__YOUR TASK__
Return the lines of the records from the line containing "outline red fruit slice decoration" through the line containing "165), (96, 161)]", repeated exactly with nothing changed.

__ENTRIES PROVIDED__
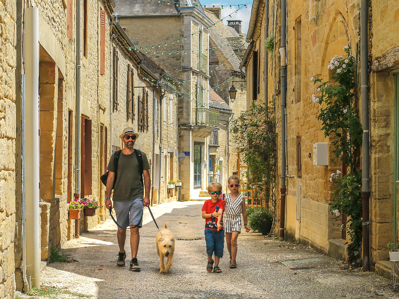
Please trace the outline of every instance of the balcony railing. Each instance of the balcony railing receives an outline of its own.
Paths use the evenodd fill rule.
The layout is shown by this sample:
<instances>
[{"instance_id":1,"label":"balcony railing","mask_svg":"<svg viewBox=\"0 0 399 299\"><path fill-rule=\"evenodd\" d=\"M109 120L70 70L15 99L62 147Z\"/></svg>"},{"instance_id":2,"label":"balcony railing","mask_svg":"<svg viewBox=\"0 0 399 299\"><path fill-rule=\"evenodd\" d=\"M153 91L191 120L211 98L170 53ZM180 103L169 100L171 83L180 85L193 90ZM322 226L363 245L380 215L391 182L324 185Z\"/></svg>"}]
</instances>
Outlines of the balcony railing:
<instances>
[{"instance_id":1,"label":"balcony railing","mask_svg":"<svg viewBox=\"0 0 399 299\"><path fill-rule=\"evenodd\" d=\"M208 56L202 53L198 55L198 69L205 73L208 71Z\"/></svg>"},{"instance_id":2,"label":"balcony railing","mask_svg":"<svg viewBox=\"0 0 399 299\"><path fill-rule=\"evenodd\" d=\"M219 112L207 108L196 108L196 125L219 126Z\"/></svg>"}]
</instances>

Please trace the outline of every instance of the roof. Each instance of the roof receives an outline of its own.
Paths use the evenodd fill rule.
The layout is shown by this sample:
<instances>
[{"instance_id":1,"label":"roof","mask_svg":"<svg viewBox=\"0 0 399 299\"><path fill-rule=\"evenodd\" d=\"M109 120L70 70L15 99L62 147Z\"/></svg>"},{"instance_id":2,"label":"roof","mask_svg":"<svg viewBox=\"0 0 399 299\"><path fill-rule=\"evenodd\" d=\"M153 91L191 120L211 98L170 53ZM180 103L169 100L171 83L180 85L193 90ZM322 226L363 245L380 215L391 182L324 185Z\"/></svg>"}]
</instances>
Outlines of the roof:
<instances>
[{"instance_id":1,"label":"roof","mask_svg":"<svg viewBox=\"0 0 399 299\"><path fill-rule=\"evenodd\" d=\"M214 23L215 23L215 26L209 28L209 36L211 46L217 47L214 49L216 56L221 53L228 59L228 62L232 69L236 72L239 72L241 59L237 56L233 49L240 47L245 48L246 46L245 39L240 36L234 28L226 25L223 22L219 21L220 20L213 12L205 9L205 13ZM236 43L235 45L234 42ZM219 61L224 60L218 57L218 59Z\"/></svg>"},{"instance_id":2,"label":"roof","mask_svg":"<svg viewBox=\"0 0 399 299\"><path fill-rule=\"evenodd\" d=\"M219 110L223 112L232 113L231 108L228 107L227 103L216 93L213 89L209 90L209 107L215 110Z\"/></svg>"},{"instance_id":3,"label":"roof","mask_svg":"<svg viewBox=\"0 0 399 299\"><path fill-rule=\"evenodd\" d=\"M194 6L203 13L203 8L199 0L181 0L177 3L171 1L156 0L115 0L115 14L118 16L165 16L178 15L179 7Z\"/></svg>"}]
</instances>

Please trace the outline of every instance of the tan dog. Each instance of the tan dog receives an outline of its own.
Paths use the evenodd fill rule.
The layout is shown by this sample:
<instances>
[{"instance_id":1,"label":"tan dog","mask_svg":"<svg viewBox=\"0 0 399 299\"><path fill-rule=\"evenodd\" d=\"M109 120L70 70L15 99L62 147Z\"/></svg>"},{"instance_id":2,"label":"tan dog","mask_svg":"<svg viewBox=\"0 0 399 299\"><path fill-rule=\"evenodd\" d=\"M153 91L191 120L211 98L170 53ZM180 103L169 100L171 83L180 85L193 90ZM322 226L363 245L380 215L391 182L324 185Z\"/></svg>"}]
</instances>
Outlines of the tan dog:
<instances>
[{"instance_id":1,"label":"tan dog","mask_svg":"<svg viewBox=\"0 0 399 299\"><path fill-rule=\"evenodd\" d=\"M165 223L165 228L161 230L161 232L157 234L155 239L155 247L157 253L159 256L160 262L160 273L169 273L173 262L173 255L175 253L175 238L173 234L168 229L168 223ZM164 259L168 258L166 267L164 263Z\"/></svg>"}]
</instances>

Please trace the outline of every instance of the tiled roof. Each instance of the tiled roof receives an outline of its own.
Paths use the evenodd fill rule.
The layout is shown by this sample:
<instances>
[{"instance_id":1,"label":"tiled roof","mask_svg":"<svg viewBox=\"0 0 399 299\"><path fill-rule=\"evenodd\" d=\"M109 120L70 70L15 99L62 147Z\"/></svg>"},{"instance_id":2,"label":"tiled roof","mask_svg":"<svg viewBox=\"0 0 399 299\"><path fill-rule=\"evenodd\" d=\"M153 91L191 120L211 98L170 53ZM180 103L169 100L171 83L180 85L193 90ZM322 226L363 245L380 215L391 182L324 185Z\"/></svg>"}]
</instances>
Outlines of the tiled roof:
<instances>
[{"instance_id":1,"label":"tiled roof","mask_svg":"<svg viewBox=\"0 0 399 299\"><path fill-rule=\"evenodd\" d=\"M201 12L203 8L199 0L181 0L179 6L171 1L169 5L166 1L158 3L157 0L115 0L114 9L116 15L121 16L139 16L141 15L165 15L179 14L179 7L194 6ZM195 3L197 4L195 5ZM188 5L186 6L186 4Z\"/></svg>"},{"instance_id":2,"label":"tiled roof","mask_svg":"<svg viewBox=\"0 0 399 299\"><path fill-rule=\"evenodd\" d=\"M217 52L221 52L226 58L228 58L228 62L233 70L236 72L240 71L241 59L234 52L233 47L230 44L234 45L233 43L236 42L236 45L234 45L234 48L239 48L240 46L243 46L242 47L245 48L246 44L243 45L245 43L244 38L240 37L238 32L233 28L226 25L223 22L219 21L219 19L211 11L205 9L205 13L213 23L216 24L215 26L209 28L209 35L210 39L213 43L213 44L211 45L212 47L221 46L221 48L219 47L215 49L216 55L218 55ZM219 60L221 60L220 58Z\"/></svg>"}]
</instances>

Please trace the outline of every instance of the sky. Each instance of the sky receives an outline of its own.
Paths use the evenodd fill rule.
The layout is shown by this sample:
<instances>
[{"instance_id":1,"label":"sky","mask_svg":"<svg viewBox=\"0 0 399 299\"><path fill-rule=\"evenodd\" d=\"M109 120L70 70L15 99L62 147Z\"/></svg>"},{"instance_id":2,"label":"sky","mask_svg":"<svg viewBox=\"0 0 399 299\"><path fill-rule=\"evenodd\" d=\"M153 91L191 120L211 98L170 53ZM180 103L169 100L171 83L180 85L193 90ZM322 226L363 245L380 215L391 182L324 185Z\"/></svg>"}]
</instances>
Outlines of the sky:
<instances>
[{"instance_id":1,"label":"sky","mask_svg":"<svg viewBox=\"0 0 399 299\"><path fill-rule=\"evenodd\" d=\"M237 10L238 7L236 6L237 4L240 4L240 7L242 6L244 4L246 4L247 7L243 7L236 13L233 13L231 15L232 17L227 16L225 19L223 20L223 22L226 24L227 24L227 20L241 20L242 21L241 23L242 28L241 30L243 32L246 34L248 32L248 26L249 24L249 19L251 17L251 7L252 7L252 0L241 0L241 1L237 0L229 0L229 1L223 1L222 0L216 2L214 0L200 0L202 5L214 5L215 6L221 6L223 5L223 9L221 10L221 17L223 18L228 16L232 12ZM232 6L232 8L230 8L229 5L235 4L236 6Z\"/></svg>"}]
</instances>

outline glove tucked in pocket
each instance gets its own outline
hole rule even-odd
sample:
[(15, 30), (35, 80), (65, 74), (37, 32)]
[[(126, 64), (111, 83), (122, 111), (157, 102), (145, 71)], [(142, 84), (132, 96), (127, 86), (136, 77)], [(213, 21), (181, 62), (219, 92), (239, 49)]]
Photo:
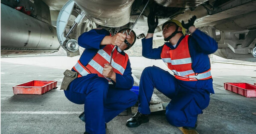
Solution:
[(64, 78), (60, 86), (60, 90), (66, 90), (70, 82), (78, 77), (78, 73), (67, 69), (63, 74)]

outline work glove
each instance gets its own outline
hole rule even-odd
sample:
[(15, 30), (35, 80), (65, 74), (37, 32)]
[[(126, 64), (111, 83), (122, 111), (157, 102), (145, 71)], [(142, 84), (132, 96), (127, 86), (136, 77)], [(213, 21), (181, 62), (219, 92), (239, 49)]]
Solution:
[(194, 20), (196, 19), (196, 15), (194, 15), (190, 19), (188, 20), (188, 23), (184, 23), (184, 21), (182, 21), (182, 25), (183, 27), (186, 28), (186, 29), (188, 29), (190, 27), (194, 25)]
[(156, 17), (155, 20), (155, 12), (154, 8), (150, 8), (150, 12), (148, 16), (148, 33), (154, 33), (154, 29), (158, 25), (158, 17)]

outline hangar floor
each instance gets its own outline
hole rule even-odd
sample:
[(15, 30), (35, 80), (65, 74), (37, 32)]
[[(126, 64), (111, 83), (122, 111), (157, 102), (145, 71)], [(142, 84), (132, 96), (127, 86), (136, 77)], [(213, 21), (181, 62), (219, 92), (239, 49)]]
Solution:
[[(78, 118), (83, 105), (70, 102), (60, 90), (63, 72), (78, 58), (64, 56), (1, 58), (1, 134), (83, 134), (84, 123)], [(146, 66), (154, 65), (168, 70), (161, 60), (135, 57), (130, 60), (136, 86)], [(226, 91), (223, 83), (254, 84), (256, 65), (224, 61), (212, 60), (216, 94), (211, 95), (209, 106), (198, 116), (196, 130), (199, 134), (256, 134), (256, 98)], [(233, 64), (228, 64), (230, 63)], [(42, 95), (14, 95), (13, 86), (32, 80), (57, 81), (58, 88)], [(157, 90), (154, 93), (162, 102), (170, 101)], [(128, 128), (126, 122), (132, 116), (128, 111), (128, 116), (118, 116), (108, 124), (106, 134), (182, 134), (160, 115), (152, 115), (149, 123), (138, 128)]]

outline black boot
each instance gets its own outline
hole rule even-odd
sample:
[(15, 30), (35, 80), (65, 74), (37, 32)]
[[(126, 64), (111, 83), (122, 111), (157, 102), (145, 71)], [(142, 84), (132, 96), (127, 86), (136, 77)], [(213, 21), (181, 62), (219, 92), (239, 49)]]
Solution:
[[(79, 118), (81, 119), (84, 122), (86, 122), (86, 118), (84, 118), (84, 112), (82, 112), (82, 113), (79, 116)], [(105, 123), (105, 128), (106, 129), (106, 123)]]
[(126, 126), (130, 128), (138, 127), (142, 124), (148, 122), (149, 117), (150, 115), (144, 115), (137, 112), (132, 117), (126, 122)]
[(183, 127), (183, 128), (189, 130), (195, 130), (196, 128), (198, 127), (198, 120), (196, 120), (196, 124), (194, 124), (194, 127)]

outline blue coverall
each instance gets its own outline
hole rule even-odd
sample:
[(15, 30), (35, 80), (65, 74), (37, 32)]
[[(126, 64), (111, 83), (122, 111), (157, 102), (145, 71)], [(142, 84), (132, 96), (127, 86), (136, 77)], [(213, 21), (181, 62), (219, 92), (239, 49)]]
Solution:
[[(98, 50), (104, 48), (105, 45), (100, 45), (100, 43), (105, 36), (109, 35), (106, 30), (95, 29), (79, 37), (78, 44), (86, 48), (80, 57), (83, 65), (86, 65)], [(124, 51), (120, 53), (124, 54)], [(116, 75), (116, 82), (112, 81), (114, 84), (108, 84), (106, 79), (96, 74), (77, 78), (64, 91), (70, 101), (84, 104), (86, 132), (90, 134), (106, 134), (105, 123), (134, 106), (138, 100), (138, 95), (130, 90), (134, 79), (129, 60), (124, 74)]]
[[(178, 47), (182, 36), (176, 48)], [(190, 36), (188, 49), (195, 73), (202, 73), (210, 68), (208, 54), (218, 49), (216, 41), (204, 32), (196, 29)], [(150, 59), (161, 59), (163, 46), (152, 49), (152, 37), (142, 39), (142, 56)], [(172, 49), (175, 49), (166, 42)], [(168, 72), (153, 66), (146, 68), (140, 77), (138, 94), (138, 112), (150, 114), (150, 102), (154, 88), (171, 99), (166, 108), (168, 121), (176, 127), (194, 127), (198, 115), (202, 113), (210, 102), (210, 94), (214, 93), (212, 79), (184, 81), (176, 79)]]

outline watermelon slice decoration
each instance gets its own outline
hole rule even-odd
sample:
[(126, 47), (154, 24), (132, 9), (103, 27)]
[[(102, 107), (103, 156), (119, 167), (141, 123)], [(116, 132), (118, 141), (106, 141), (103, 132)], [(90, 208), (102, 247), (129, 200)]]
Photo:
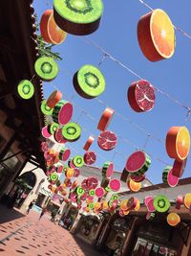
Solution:
[(44, 138), (50, 138), (52, 136), (51, 133), (49, 133), (48, 131), (48, 127), (44, 127), (42, 129), (41, 129), (41, 133), (42, 133), (42, 136)]
[(62, 99), (61, 91), (53, 91), (47, 100), (47, 105), (51, 108), (53, 108), (56, 104)]
[(63, 31), (76, 35), (92, 34), (99, 27), (101, 0), (54, 0), (53, 17)]
[(154, 207), (156, 208), (156, 211), (165, 213), (170, 208), (170, 201), (165, 196), (159, 195), (154, 199)]
[(96, 161), (96, 154), (94, 151), (87, 151), (84, 153), (84, 162), (87, 165), (93, 165)]
[(168, 184), (170, 187), (174, 188), (179, 183), (179, 177), (173, 175), (173, 168), (171, 166), (166, 166), (162, 173), (162, 181), (164, 184)]
[(138, 175), (144, 175), (151, 165), (151, 159), (148, 154), (138, 151), (132, 153), (127, 159), (125, 169), (129, 173), (136, 173)]
[(53, 120), (62, 126), (66, 125), (73, 116), (73, 105), (67, 101), (59, 101), (53, 111)]
[(62, 134), (68, 141), (76, 141), (81, 135), (81, 128), (76, 123), (68, 123), (62, 128)]
[(112, 162), (105, 162), (102, 167), (102, 175), (107, 178), (111, 177), (114, 172), (114, 164)]
[(98, 147), (103, 151), (112, 151), (117, 145), (117, 135), (110, 130), (102, 131), (97, 139)]
[(40, 33), (43, 39), (51, 44), (60, 44), (67, 36), (67, 33), (56, 25), (53, 18), (53, 10), (46, 10), (42, 14)]
[(55, 130), (55, 132), (53, 133), (53, 138), (58, 143), (66, 143), (67, 142), (67, 140), (62, 135), (62, 128), (59, 128)]
[(95, 137), (93, 135), (89, 136), (86, 144), (83, 147), (84, 151), (87, 151), (90, 149), (90, 146), (93, 144), (94, 140), (95, 140)]
[(97, 129), (99, 129), (101, 131), (105, 131), (107, 129), (110, 122), (112, 121), (114, 113), (115, 113), (114, 109), (112, 109), (110, 107), (106, 107), (102, 113), (102, 116), (101, 116), (99, 122), (98, 122)]
[(84, 165), (84, 159), (83, 159), (83, 156), (81, 155), (75, 155), (74, 158), (73, 158), (73, 164), (74, 165), (74, 167), (82, 167)]
[(190, 151), (190, 133), (185, 127), (172, 127), (166, 135), (166, 151), (169, 157), (183, 161)]
[(105, 190), (103, 188), (96, 188), (96, 196), (97, 198), (102, 198), (105, 195)]
[(155, 91), (148, 81), (140, 80), (132, 82), (127, 91), (128, 102), (137, 112), (146, 112), (155, 105)]
[(187, 158), (183, 161), (175, 160), (172, 169), (173, 175), (178, 178), (181, 177), (184, 173), (186, 163), (187, 163)]
[(62, 161), (67, 161), (71, 155), (71, 151), (67, 148), (62, 148), (59, 151), (59, 159)]
[(178, 196), (177, 200), (176, 200), (175, 208), (180, 210), (182, 203), (183, 203), (183, 197), (182, 196)]
[(113, 191), (118, 191), (120, 189), (120, 181), (117, 178), (113, 178), (109, 182), (109, 186)]
[(44, 115), (52, 116), (53, 109), (47, 105), (47, 101), (42, 101), (40, 109)]

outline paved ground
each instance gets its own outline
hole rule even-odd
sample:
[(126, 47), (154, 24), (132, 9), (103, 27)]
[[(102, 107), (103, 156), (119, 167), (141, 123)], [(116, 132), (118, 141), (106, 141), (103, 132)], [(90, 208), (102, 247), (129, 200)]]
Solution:
[(100, 256), (69, 231), (39, 213), (28, 216), (0, 204), (0, 256)]

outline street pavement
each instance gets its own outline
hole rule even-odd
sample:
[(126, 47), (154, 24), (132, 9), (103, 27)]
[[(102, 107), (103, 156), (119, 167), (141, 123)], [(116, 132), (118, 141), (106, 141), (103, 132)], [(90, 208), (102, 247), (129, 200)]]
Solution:
[(100, 256), (85, 242), (55, 225), (50, 216), (29, 215), (0, 204), (0, 256)]

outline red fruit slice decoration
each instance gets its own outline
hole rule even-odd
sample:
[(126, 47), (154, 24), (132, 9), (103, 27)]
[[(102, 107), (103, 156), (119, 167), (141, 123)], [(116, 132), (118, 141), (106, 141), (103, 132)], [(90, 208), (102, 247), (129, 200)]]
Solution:
[(114, 164), (112, 162), (105, 162), (102, 168), (102, 175), (109, 178), (114, 172)]
[(178, 178), (181, 177), (184, 173), (186, 163), (187, 163), (187, 158), (183, 161), (175, 160), (172, 170), (173, 175)]
[(155, 105), (155, 91), (146, 80), (132, 82), (127, 97), (129, 105), (137, 112), (150, 111)]
[(96, 154), (94, 151), (87, 151), (84, 153), (83, 158), (87, 165), (93, 165), (96, 161)]
[(93, 144), (94, 140), (95, 140), (95, 137), (94, 137), (93, 135), (91, 135), (91, 136), (88, 138), (86, 144), (85, 144), (84, 147), (83, 147), (84, 151), (87, 151), (90, 149), (90, 146)]
[(97, 143), (101, 150), (112, 151), (117, 145), (117, 136), (110, 130), (103, 131), (99, 134)]
[(171, 166), (166, 166), (164, 168), (162, 173), (162, 181), (172, 188), (178, 185), (179, 177), (173, 175), (173, 168)]
[(129, 173), (136, 173), (138, 175), (144, 175), (151, 165), (151, 159), (143, 151), (136, 151), (127, 159), (125, 169)]
[(110, 122), (112, 121), (114, 113), (115, 113), (114, 109), (112, 109), (110, 107), (106, 107), (102, 113), (102, 116), (101, 116), (99, 122), (98, 122), (97, 129), (99, 129), (101, 131), (106, 130)]

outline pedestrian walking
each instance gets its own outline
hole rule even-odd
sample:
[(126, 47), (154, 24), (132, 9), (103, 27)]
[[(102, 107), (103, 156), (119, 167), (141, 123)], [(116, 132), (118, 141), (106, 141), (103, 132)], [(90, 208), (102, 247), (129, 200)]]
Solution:
[(46, 211), (47, 211), (47, 207), (44, 205), (44, 206), (42, 207), (42, 211), (41, 211), (41, 213), (40, 213), (40, 217), (39, 217), (38, 220), (40, 220), (40, 219), (43, 217), (43, 215), (46, 213)]

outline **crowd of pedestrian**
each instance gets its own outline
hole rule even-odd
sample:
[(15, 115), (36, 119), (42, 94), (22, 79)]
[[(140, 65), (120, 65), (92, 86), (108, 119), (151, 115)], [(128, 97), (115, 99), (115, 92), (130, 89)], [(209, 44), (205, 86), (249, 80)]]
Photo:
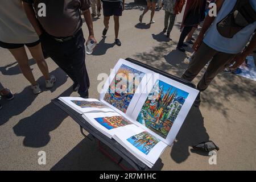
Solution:
[[(212, 2), (216, 5), (216, 17), (210, 16), (208, 14), (209, 3)], [(38, 5), (41, 3), (46, 3), (47, 16), (38, 15), (40, 10)], [(102, 36), (106, 36), (109, 29), (109, 20), (113, 16), (114, 42), (121, 46), (118, 36), (119, 17), (125, 10), (125, 0), (63, 0), (61, 3), (54, 0), (1, 0), (1, 3), (0, 47), (7, 49), (13, 55), (22, 74), (31, 84), (32, 92), (40, 93), (42, 86), (35, 80), (30, 68), (25, 46), (44, 77), (47, 88), (52, 88), (56, 78), (54, 75), (49, 75), (44, 53), (72, 80), (74, 92), (77, 91), (81, 97), (88, 98), (90, 82), (85, 61), (85, 46), (89, 41), (97, 43), (92, 17), (101, 18), (103, 10)], [(139, 15), (139, 21), (142, 22), (144, 14), (150, 10), (149, 23), (155, 23), (153, 18), (155, 10), (163, 8), (165, 15), (162, 30), (170, 38), (176, 15), (181, 12), (185, 5), (176, 48), (184, 52), (187, 44), (193, 44), (195, 53), (182, 78), (192, 81), (211, 60), (197, 84), (197, 89), (203, 92), (218, 73), (232, 64), (232, 68), (237, 67), (255, 49), (256, 2), (147, 0), (147, 6)], [(81, 29), (81, 15), (89, 32), (86, 40)], [(193, 35), (202, 22), (203, 25), (196, 40)], [(14, 97), (11, 92), (1, 83), (0, 94), (7, 100)], [(200, 102), (199, 94), (195, 105), (199, 106)]]

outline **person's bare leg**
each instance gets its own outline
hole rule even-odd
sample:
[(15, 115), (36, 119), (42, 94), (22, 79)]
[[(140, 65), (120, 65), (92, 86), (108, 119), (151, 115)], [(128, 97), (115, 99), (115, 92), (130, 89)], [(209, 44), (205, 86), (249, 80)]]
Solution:
[(10, 49), (10, 52), (17, 61), (19, 68), (26, 78), (32, 85), (37, 85), (31, 69), (28, 64), (28, 58), (26, 52), (25, 48), (22, 47), (16, 49)]
[(152, 3), (151, 6), (151, 14), (150, 17), (150, 20), (153, 20), (154, 15), (155, 14), (155, 7), (156, 6), (156, 3)]
[(151, 3), (150, 1), (147, 2), (147, 7), (145, 8), (145, 9), (143, 11), (143, 13), (142, 13), (142, 16), (144, 16), (144, 15), (149, 10), (149, 9), (151, 7)]
[(109, 23), (110, 19), (110, 16), (104, 16), (104, 20), (103, 22), (104, 23), (105, 28), (106, 28), (106, 29), (109, 29)]
[(118, 38), (118, 32), (119, 32), (119, 16), (114, 16), (114, 22), (115, 23), (115, 39)]
[(196, 28), (193, 27), (192, 30), (190, 31), (189, 34), (188, 34), (188, 36), (187, 37), (186, 41), (189, 41), (192, 39), (193, 34), (194, 34), (195, 31), (196, 31)]
[(49, 80), (49, 70), (42, 51), (41, 43), (28, 48), (46, 80)]

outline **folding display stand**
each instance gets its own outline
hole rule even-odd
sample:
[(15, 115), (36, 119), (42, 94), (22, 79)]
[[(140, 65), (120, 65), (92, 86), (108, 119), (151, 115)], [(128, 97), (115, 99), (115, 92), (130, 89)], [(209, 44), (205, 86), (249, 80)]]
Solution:
[[(192, 88), (195, 88), (196, 86), (194, 84), (186, 80), (176, 77), (175, 76), (171, 75), (169, 73), (164, 72), (161, 70), (156, 69), (151, 66), (146, 65), (144, 63), (139, 62), (138, 61), (131, 59), (130, 58), (127, 58), (126, 60), (131, 62), (133, 64), (135, 64), (142, 67), (144, 67), (146, 69), (150, 69), (156, 73), (159, 73), (161, 75), (166, 76), (168, 78), (178, 81), (181, 84), (185, 84)], [(68, 114), (71, 118), (72, 118), (80, 126), (80, 131), (82, 134), (85, 137), (90, 139), (87, 135), (86, 135), (84, 132), (83, 129), (85, 130), (88, 132), (92, 136), (98, 140), (98, 146), (99, 147), (100, 150), (106, 156), (109, 157), (112, 159), (115, 163), (120, 166), (124, 170), (137, 170), (137, 171), (147, 171), (150, 169), (145, 164), (142, 162), (141, 160), (138, 159), (135, 156), (131, 154), (129, 151), (128, 151), (125, 147), (121, 145), (119, 143), (116, 142), (113, 139), (110, 139), (106, 135), (101, 133), (100, 131), (95, 129), (92, 126), (89, 122), (86, 121), (85, 119), (82, 117), (82, 115), (75, 111), (74, 110), (71, 109), (67, 105), (64, 104), (63, 102), (55, 98), (53, 100), (52, 102), (60, 107), (61, 110)], [(102, 146), (101, 143), (103, 143), (106, 146), (111, 148), (116, 154), (117, 154), (121, 159), (118, 160), (115, 159), (113, 155), (109, 154), (107, 151), (106, 151)], [(123, 160), (126, 160), (134, 169), (129, 169), (124, 165), (121, 164)]]

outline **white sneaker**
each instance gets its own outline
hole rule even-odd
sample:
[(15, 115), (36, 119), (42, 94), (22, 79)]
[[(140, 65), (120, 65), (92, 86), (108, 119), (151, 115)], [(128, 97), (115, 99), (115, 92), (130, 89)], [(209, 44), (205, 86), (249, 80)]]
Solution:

__SOLUTION BELOW__
outline red fruit slice decoration
each instance gets its own outline
hole rule even-odd
sample:
[(126, 47), (154, 24), (132, 9), (103, 27)]
[[(102, 107), (103, 156), (119, 167), (141, 123)], [(116, 132), (118, 141), (106, 141), (103, 132)], [(90, 208), (102, 247), (129, 200)]]
Solution:
[(114, 164), (112, 162), (105, 162), (102, 168), (102, 175), (109, 178), (114, 172)]
[(178, 178), (181, 177), (184, 173), (186, 163), (187, 163), (187, 158), (183, 161), (175, 160), (172, 170), (173, 175)]
[(155, 105), (155, 91), (146, 80), (132, 82), (127, 97), (129, 105), (137, 112), (150, 111)]
[(96, 154), (94, 151), (87, 151), (84, 153), (83, 158), (87, 165), (93, 165), (96, 161)]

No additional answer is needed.